** Opening Input for this task block **

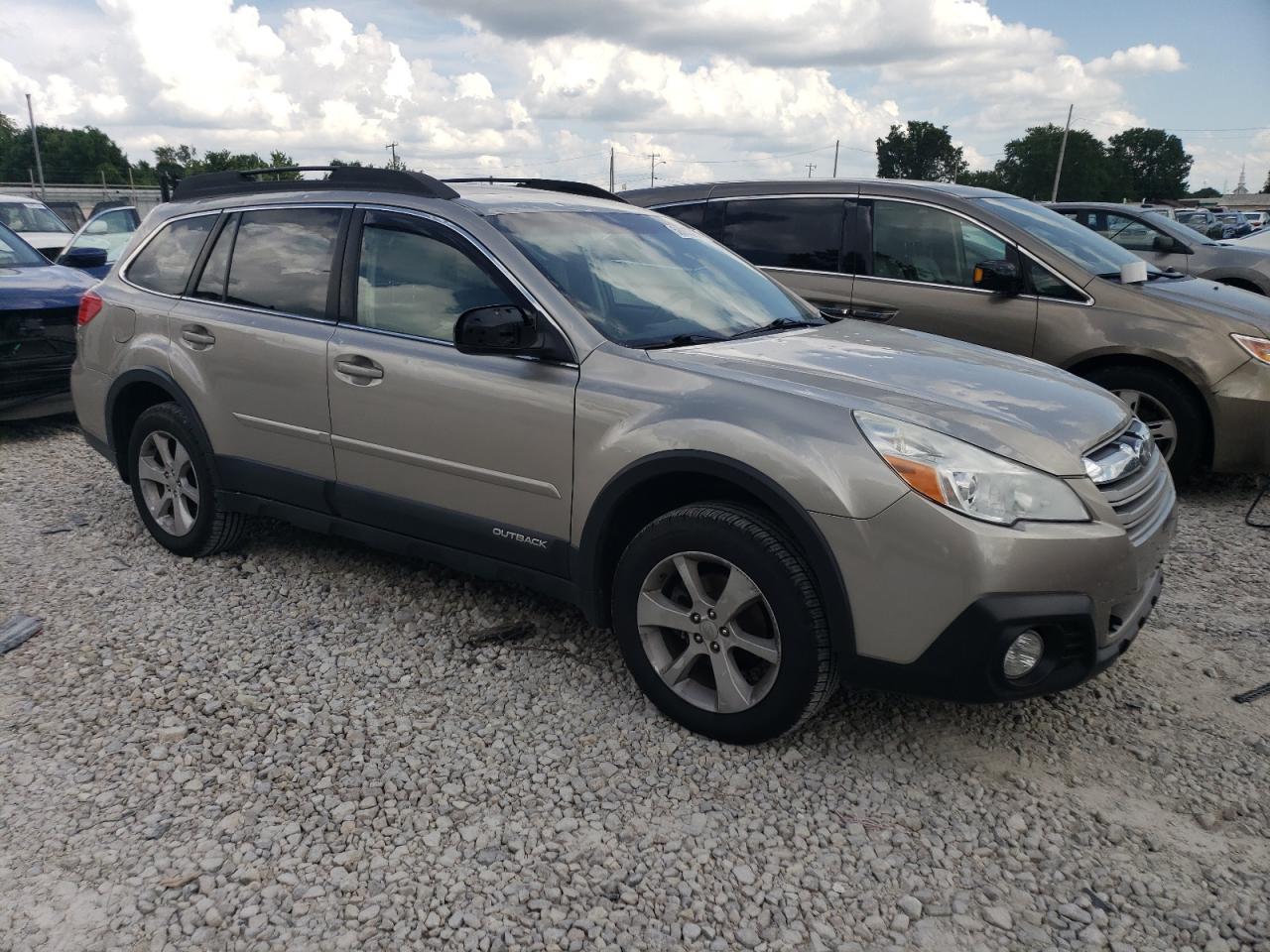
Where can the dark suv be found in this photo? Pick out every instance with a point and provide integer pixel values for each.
(1191, 357)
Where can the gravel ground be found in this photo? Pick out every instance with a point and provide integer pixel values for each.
(302, 747)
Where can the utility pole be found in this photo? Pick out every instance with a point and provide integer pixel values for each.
(653, 162)
(35, 143)
(1062, 151)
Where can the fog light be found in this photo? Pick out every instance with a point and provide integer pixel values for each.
(1023, 654)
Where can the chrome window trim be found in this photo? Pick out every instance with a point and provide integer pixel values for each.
(481, 253)
(1088, 298)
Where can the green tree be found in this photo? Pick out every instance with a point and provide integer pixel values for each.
(921, 151)
(67, 155)
(1029, 163)
(1152, 162)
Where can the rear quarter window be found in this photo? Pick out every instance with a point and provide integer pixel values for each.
(164, 264)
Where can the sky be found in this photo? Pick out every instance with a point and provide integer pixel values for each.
(716, 89)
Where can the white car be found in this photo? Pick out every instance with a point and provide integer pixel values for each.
(37, 223)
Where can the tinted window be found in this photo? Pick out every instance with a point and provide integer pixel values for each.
(1128, 232)
(645, 280)
(211, 282)
(786, 232)
(693, 213)
(282, 261)
(413, 284)
(1046, 284)
(166, 262)
(919, 243)
(109, 232)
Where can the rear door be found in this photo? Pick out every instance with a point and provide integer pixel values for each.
(249, 348)
(915, 270)
(472, 452)
(798, 240)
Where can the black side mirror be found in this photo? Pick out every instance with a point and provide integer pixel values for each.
(82, 258)
(502, 329)
(1000, 277)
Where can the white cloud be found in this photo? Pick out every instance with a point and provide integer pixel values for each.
(1146, 58)
(530, 84)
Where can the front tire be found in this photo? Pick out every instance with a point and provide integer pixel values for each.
(1178, 422)
(720, 624)
(175, 488)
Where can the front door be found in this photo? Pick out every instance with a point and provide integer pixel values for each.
(249, 347)
(474, 452)
(916, 270)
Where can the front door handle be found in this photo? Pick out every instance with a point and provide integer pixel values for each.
(354, 368)
(197, 336)
(879, 315)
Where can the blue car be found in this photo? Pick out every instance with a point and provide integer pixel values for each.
(98, 244)
(39, 306)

** Closing Input for this task block **

Would you output the lines from the one that contains "Where can the front tire" to the end of the data, both ends included, exactly as they appear?

▶ _Result for this task_:
Where can the front tire be found in this photo? Pick out every instance with a point and provide integer pixel values for each.
(1178, 422)
(720, 624)
(175, 488)
Where can the front door be found in this photo? Pick out every instance with a point and provide integer pixel values for each.
(249, 347)
(474, 452)
(916, 270)
Where can the front door handle be found in this photo? Pick out every instance with a point and provide integer pixel values for each.
(354, 368)
(197, 336)
(879, 315)
Where can the blue car be found in this photo? Pick out every instance with a point and provide integer pixel values for each.
(98, 244)
(39, 306)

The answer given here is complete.